3.3.2 Profiling of the Full System and Package Power Figure 2 shows the power profile for the full system and package RAPL domain while running SPECpower using different batch sizes. In both cases, the batch size does not affect the average power profile of the system. It is also worth noting that both the power profile follow a similar trend indicating a strong correlation between full system and package power (Pearson correlation is greater than 0.99). Consequently, the power consumed by the domains have a strong correlation (> 0.95) with the same performance counters. Both these power profiles have a strong correlation with all counters except the counters related to ITLB in Table 2. Our PCA reveals that five PCs (LLCM, IR, NOUT, DTLBLM and DTLBSM) account for 95% of the variance.

The EP metric value for the full system is 0.54 for all batch sizes whereas the metric value for package domain is 0.71 for all batch sizes. Comparison of the EP metric shows that EPG for package domain is smaller than the full system suggesting that package domain is more energy-proportional than the full system.

→ REQUIRED TASKS:
a) Name the five principal components that the power profiling passage says account for 95% of the variance.
b) Answer these questions from the power profiling passage:
(i) What Pearson correlation value is given between full system and package power?
(ii) What is the EP metric value for the package domain?
(iii) Which counters are the two power profiles not strongly correlated with?
The rows have no connection to the text.

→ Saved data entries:
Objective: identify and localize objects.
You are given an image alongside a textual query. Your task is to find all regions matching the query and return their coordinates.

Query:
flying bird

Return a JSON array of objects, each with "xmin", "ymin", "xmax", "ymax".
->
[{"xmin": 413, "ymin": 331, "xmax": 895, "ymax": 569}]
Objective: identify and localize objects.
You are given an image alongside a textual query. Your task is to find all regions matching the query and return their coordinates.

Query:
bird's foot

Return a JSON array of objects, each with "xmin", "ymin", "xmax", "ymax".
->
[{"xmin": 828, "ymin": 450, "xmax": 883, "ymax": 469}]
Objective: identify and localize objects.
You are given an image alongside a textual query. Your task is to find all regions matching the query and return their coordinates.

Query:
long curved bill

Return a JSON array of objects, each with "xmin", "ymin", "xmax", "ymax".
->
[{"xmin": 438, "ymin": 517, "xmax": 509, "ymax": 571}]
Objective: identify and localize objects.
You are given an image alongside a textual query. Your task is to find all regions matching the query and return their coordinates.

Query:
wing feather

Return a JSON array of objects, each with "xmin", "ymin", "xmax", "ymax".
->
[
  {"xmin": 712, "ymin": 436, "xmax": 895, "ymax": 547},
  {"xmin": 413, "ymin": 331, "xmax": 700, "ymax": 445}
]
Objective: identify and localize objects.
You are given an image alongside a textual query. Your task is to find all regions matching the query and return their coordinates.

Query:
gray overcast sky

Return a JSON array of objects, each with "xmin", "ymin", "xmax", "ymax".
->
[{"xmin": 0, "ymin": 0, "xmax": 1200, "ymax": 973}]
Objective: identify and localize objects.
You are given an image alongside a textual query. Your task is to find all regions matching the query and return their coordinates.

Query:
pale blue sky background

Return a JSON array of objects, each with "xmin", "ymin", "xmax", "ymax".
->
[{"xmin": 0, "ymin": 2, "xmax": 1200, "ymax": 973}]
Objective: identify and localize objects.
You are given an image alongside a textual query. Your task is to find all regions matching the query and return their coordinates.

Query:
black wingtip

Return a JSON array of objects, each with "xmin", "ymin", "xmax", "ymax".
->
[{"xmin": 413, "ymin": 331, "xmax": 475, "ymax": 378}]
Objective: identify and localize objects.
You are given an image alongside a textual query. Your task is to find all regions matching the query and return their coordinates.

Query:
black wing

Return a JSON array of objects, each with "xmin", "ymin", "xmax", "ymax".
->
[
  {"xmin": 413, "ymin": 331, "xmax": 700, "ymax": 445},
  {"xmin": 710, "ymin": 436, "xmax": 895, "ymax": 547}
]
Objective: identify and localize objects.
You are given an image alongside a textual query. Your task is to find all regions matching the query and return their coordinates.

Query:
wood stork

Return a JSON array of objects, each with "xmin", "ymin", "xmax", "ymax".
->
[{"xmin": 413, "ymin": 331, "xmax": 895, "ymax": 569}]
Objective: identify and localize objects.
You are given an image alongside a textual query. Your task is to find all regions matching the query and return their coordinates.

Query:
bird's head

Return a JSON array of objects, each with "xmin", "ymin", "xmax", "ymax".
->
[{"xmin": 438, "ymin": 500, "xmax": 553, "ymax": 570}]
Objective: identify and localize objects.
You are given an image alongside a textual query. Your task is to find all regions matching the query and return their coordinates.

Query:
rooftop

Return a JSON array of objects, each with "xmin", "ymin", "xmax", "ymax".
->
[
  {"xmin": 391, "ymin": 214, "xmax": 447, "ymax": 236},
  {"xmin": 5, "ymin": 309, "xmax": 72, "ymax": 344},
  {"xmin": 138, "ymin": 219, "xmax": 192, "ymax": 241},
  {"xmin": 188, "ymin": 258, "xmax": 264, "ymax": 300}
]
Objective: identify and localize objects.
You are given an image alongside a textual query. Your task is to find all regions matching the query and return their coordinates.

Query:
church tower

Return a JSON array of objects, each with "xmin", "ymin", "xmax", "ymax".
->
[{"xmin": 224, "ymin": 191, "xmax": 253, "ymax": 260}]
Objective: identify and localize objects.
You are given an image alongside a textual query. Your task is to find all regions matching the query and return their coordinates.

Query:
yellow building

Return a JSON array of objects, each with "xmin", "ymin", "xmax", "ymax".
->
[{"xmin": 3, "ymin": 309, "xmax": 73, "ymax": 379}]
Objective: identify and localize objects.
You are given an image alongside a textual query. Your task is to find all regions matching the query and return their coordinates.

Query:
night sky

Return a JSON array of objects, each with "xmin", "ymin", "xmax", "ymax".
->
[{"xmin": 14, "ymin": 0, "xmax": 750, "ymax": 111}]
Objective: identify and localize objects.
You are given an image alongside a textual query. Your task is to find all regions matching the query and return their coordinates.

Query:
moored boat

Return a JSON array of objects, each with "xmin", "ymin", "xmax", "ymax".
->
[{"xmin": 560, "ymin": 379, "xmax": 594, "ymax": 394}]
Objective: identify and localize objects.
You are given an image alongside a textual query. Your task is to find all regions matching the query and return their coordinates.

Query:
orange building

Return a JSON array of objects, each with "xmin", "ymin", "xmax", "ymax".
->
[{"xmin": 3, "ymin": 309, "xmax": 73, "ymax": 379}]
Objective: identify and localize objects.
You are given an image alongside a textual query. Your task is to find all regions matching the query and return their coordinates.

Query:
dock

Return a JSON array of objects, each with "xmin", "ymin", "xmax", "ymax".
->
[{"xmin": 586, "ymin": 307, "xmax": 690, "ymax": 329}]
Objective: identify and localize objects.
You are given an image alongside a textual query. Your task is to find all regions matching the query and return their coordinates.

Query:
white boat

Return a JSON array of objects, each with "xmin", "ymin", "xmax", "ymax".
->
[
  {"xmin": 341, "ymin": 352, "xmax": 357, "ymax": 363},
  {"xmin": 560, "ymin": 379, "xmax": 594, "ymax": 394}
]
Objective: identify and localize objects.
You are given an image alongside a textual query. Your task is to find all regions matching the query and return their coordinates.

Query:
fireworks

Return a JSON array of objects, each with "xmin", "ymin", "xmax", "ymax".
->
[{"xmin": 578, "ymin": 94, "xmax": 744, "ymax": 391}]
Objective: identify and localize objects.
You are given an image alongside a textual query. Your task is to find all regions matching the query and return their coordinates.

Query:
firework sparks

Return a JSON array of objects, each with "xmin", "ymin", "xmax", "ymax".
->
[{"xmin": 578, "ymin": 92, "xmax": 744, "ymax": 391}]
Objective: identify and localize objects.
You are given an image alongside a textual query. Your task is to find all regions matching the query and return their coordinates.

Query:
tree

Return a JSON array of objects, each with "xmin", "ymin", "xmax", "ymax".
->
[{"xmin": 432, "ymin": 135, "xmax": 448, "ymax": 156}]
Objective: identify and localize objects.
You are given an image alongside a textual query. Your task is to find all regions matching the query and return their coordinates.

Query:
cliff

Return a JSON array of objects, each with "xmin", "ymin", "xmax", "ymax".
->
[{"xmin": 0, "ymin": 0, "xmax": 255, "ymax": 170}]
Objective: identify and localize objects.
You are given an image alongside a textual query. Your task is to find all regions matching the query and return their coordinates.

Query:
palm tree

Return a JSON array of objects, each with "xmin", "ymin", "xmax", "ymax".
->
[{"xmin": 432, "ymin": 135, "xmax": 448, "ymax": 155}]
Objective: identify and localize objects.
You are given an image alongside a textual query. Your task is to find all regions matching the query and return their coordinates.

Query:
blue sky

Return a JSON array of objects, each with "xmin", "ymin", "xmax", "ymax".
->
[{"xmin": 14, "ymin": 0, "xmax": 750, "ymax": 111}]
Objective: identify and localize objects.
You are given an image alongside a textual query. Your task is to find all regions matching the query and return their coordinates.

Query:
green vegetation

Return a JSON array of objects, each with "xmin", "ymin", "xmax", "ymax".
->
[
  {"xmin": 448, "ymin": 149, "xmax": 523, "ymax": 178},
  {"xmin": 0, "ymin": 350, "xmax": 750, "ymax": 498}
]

→ PER-TASK OUTPUTS:
a) LLCM, IR, NOUT, DTLBLM, DTLBSM

b)
(i) Greater than 0.99
(ii) 0.71 for all batch sizes
(iii) The counters related to ITLB in Table 2